=== YOUR INSTRUCTIONS ===
Render the material from the line with "Outline red t-shirt above." to the line with "182, 79, 1123, 673" as a Markdown table. Use the columns Row and Line, number each line, and leave out blank lines.

=== INFORMATION SUPPLIED ===
◇ ◇ ◇ ◇ ◇

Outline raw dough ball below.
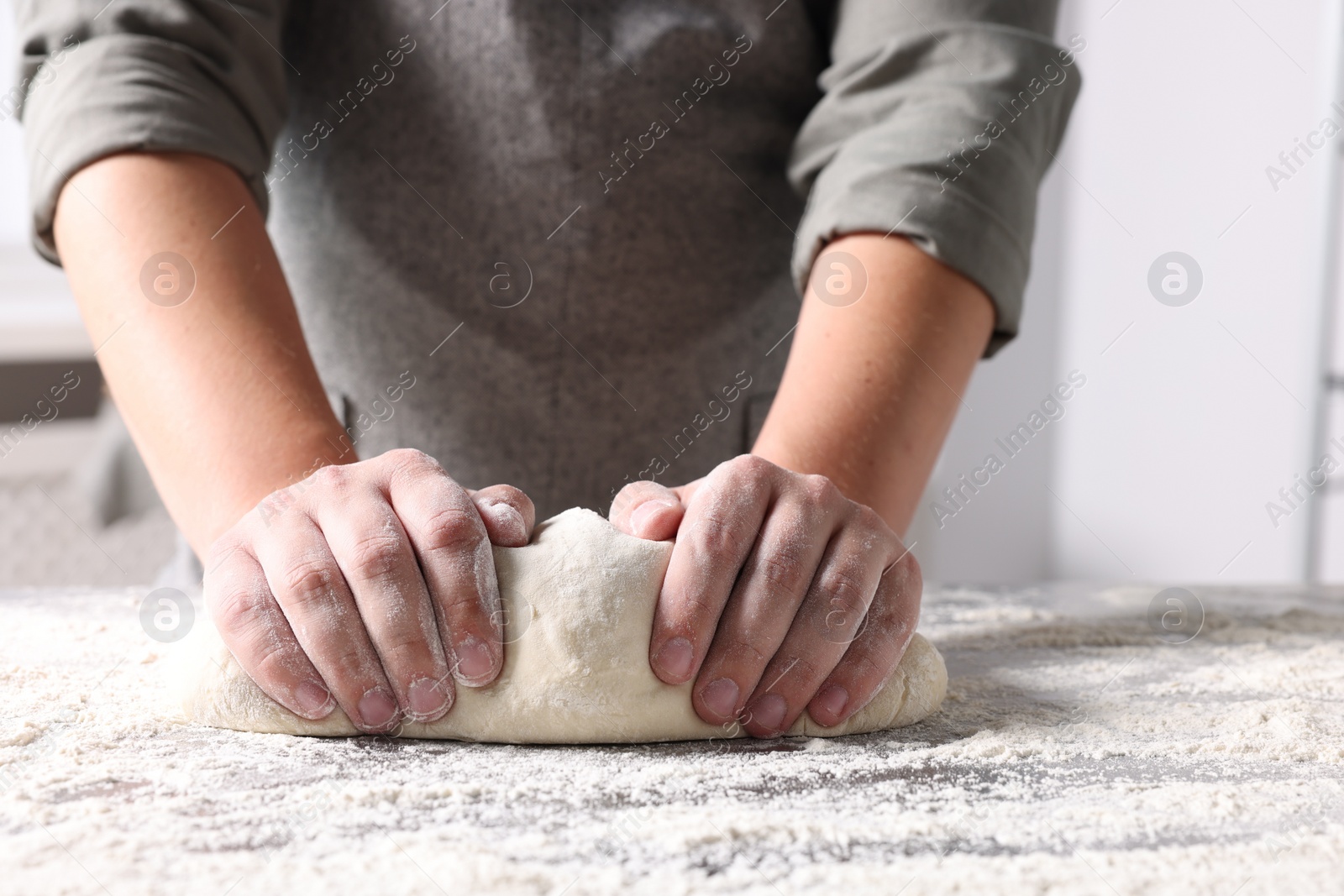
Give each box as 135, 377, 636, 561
176, 508, 948, 743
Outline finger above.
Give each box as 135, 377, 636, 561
743, 511, 898, 737
253, 511, 413, 732
649, 455, 777, 684
808, 552, 923, 728
314, 455, 459, 721
692, 493, 838, 724
383, 451, 505, 688
204, 542, 336, 720
466, 485, 536, 548
607, 481, 685, 542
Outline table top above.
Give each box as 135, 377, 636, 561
0, 584, 1344, 896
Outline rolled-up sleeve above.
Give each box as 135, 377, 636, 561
16, 0, 287, 264
789, 0, 1086, 356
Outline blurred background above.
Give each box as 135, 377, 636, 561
0, 0, 1344, 587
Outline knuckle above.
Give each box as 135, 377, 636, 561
853, 504, 898, 542
801, 473, 840, 505
204, 528, 247, 576
383, 448, 444, 478
690, 511, 746, 558
724, 454, 775, 479
818, 569, 874, 619
706, 638, 770, 669
764, 656, 822, 693
421, 506, 486, 553
757, 553, 806, 598
280, 560, 333, 607
307, 464, 354, 491
887, 551, 923, 594
349, 535, 403, 579
210, 583, 262, 632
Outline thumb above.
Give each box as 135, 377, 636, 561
607, 481, 685, 542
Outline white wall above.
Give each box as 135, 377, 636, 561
0, 0, 92, 363
910, 0, 1344, 582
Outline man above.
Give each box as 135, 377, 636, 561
18, 0, 1079, 736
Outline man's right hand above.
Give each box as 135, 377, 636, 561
204, 448, 535, 732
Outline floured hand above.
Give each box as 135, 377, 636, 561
610, 454, 922, 736
204, 448, 535, 732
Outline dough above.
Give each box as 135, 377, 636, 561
176, 508, 948, 743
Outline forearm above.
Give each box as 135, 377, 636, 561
55, 153, 354, 555
753, 233, 995, 532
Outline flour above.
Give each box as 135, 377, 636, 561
0, 589, 1344, 896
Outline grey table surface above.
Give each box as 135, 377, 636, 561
0, 584, 1344, 896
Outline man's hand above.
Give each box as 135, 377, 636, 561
206, 450, 535, 732
610, 454, 921, 737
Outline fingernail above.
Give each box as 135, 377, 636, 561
654, 638, 694, 679
484, 502, 527, 542
294, 681, 336, 719
454, 638, 495, 685
817, 685, 849, 719
407, 679, 448, 720
751, 693, 789, 732
630, 501, 674, 536
359, 688, 396, 730
701, 679, 738, 719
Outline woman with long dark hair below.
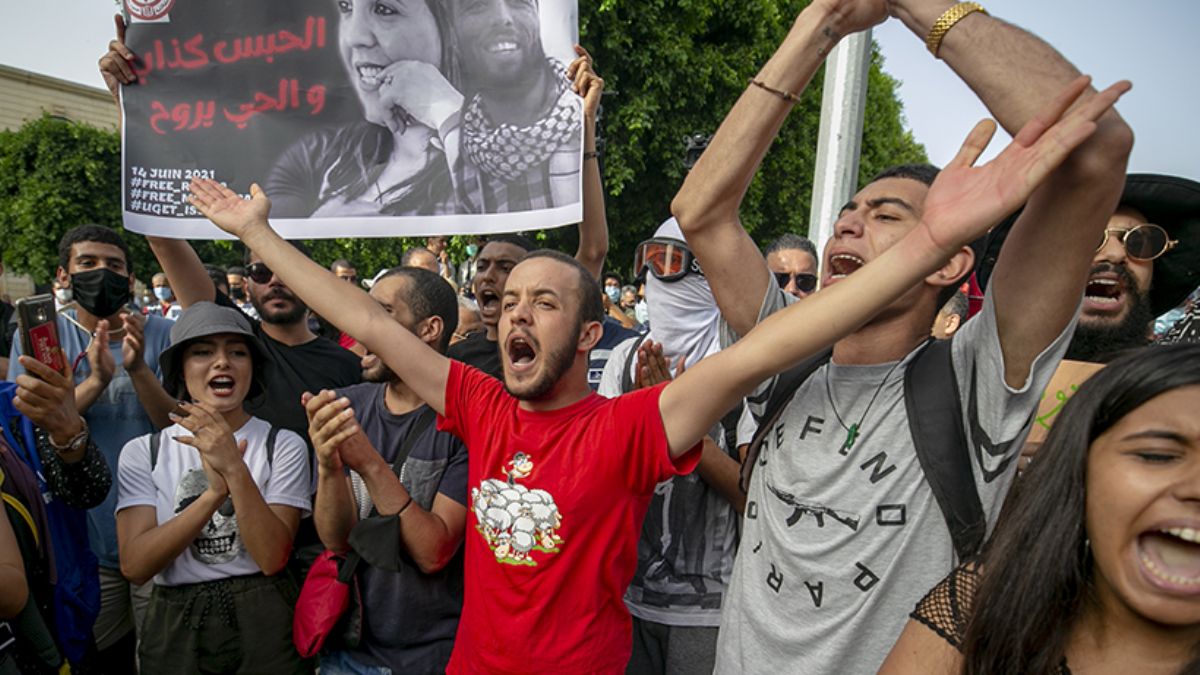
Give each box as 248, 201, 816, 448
265, 0, 462, 217
881, 345, 1200, 675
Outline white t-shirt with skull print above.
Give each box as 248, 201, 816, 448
116, 417, 312, 586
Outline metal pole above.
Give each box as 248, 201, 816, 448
809, 30, 871, 257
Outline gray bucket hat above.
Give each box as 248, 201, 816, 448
158, 303, 266, 400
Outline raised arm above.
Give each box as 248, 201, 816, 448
566, 44, 608, 279
892, 0, 1133, 387
671, 0, 887, 335
191, 179, 450, 413
659, 78, 1128, 455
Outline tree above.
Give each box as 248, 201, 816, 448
576, 0, 925, 273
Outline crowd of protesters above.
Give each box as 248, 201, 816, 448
0, 0, 1200, 675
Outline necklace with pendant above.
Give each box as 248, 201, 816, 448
826, 359, 904, 455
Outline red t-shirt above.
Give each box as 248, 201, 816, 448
438, 362, 701, 674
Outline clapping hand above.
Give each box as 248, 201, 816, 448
922, 77, 1130, 256
169, 404, 247, 496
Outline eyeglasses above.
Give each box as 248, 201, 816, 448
634, 237, 704, 281
772, 271, 817, 293
1096, 222, 1180, 261
246, 263, 275, 283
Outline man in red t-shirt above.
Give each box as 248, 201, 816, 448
182, 79, 1123, 673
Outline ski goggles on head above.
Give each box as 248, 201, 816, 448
1096, 222, 1180, 261
634, 237, 704, 281
772, 271, 817, 293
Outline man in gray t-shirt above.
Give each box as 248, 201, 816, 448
672, 0, 1132, 675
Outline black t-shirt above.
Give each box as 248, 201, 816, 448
337, 383, 467, 673
446, 330, 504, 380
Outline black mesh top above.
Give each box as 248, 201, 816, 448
908, 565, 1070, 675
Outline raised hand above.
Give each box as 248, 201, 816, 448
379, 61, 462, 133
170, 404, 246, 475
922, 77, 1130, 255
121, 312, 146, 374
566, 44, 604, 124
13, 356, 84, 447
98, 14, 138, 100
634, 340, 688, 389
188, 178, 271, 238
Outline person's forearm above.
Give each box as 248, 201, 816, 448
659, 223, 952, 456
362, 460, 460, 574
222, 464, 295, 577
312, 467, 359, 552
76, 372, 108, 414
575, 119, 608, 280
128, 365, 175, 429
146, 237, 217, 302
116, 490, 225, 584
244, 221, 450, 413
671, 4, 841, 234
893, 0, 1079, 135
696, 437, 746, 513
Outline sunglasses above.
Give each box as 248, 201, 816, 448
772, 271, 817, 293
634, 237, 704, 281
246, 263, 275, 283
1096, 222, 1180, 261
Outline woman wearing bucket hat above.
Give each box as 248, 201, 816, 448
116, 303, 311, 673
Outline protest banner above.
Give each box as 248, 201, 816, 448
1021, 359, 1104, 461
121, 0, 583, 239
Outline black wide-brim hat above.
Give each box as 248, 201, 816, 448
971, 173, 1200, 316
158, 303, 266, 401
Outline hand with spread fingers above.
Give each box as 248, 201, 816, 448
188, 178, 271, 239
566, 44, 604, 124
922, 77, 1130, 255
13, 356, 83, 447
170, 404, 246, 482
98, 14, 138, 100
634, 340, 688, 389
121, 312, 148, 374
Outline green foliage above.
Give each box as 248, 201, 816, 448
0, 0, 925, 282
580, 0, 925, 273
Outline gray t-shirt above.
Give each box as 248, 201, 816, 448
598, 338, 738, 627
716, 287, 1074, 675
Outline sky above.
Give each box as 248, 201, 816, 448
0, 0, 1200, 180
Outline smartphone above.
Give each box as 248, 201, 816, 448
17, 294, 66, 372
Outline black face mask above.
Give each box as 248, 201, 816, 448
71, 269, 132, 318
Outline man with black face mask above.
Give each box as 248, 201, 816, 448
8, 225, 175, 673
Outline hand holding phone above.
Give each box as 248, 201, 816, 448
17, 294, 67, 375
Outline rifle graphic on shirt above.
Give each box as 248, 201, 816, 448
767, 483, 859, 532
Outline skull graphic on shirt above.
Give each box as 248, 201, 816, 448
175, 461, 246, 565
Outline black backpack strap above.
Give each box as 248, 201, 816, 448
739, 347, 833, 492
266, 424, 280, 466
150, 431, 162, 471
904, 340, 988, 561
620, 331, 650, 394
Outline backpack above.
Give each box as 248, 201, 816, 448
740, 339, 986, 560
0, 382, 100, 663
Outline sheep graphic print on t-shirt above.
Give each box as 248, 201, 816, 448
470, 453, 563, 567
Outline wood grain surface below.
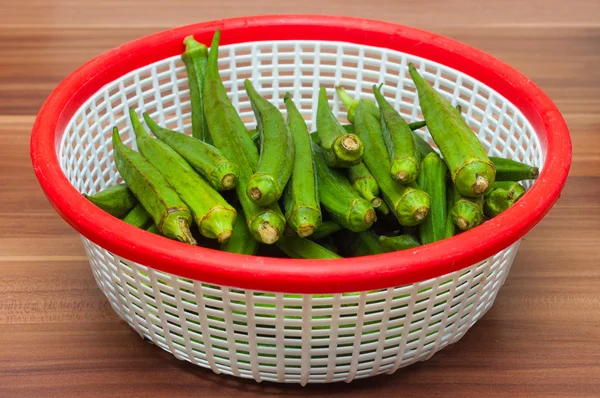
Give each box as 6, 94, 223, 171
0, 0, 600, 398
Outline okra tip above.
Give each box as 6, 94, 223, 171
371, 196, 383, 209
258, 221, 280, 245
347, 198, 377, 232
221, 173, 237, 190
183, 35, 208, 53
217, 230, 233, 243
332, 134, 365, 164
177, 218, 198, 246
246, 174, 281, 206
452, 160, 496, 198
473, 175, 490, 195
296, 224, 315, 238
390, 158, 420, 184
341, 135, 360, 151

◇ ◇ ◇ ◇ ◇

=== WORKED SOLUTION ===
| Row | Line |
|---|---|
| 1 | Outline red t-shirt above. |
| 2 | Give each box as 248, 201, 816, 448 |
| 3 | 438, 362, 701, 674 |
| 4 | Outline clapping hand above. |
| 5 | Give each box as 248, 201, 816, 448 |
| 6 | 922, 77, 1130, 256 |
| 7 | 169, 404, 247, 496 |
| 8 | Outline eyeglasses above. |
| 9 | Give each box as 248, 201, 816, 448 |
| 10 | 634, 237, 704, 281 |
| 11 | 772, 271, 817, 293 |
| 12 | 1096, 222, 1180, 261 |
| 13 | 246, 263, 275, 283 |
| 14 | Outline man in red t-shirt above. |
| 15 | Give each box as 248, 201, 816, 448 |
| 16 | 182, 79, 1123, 673 |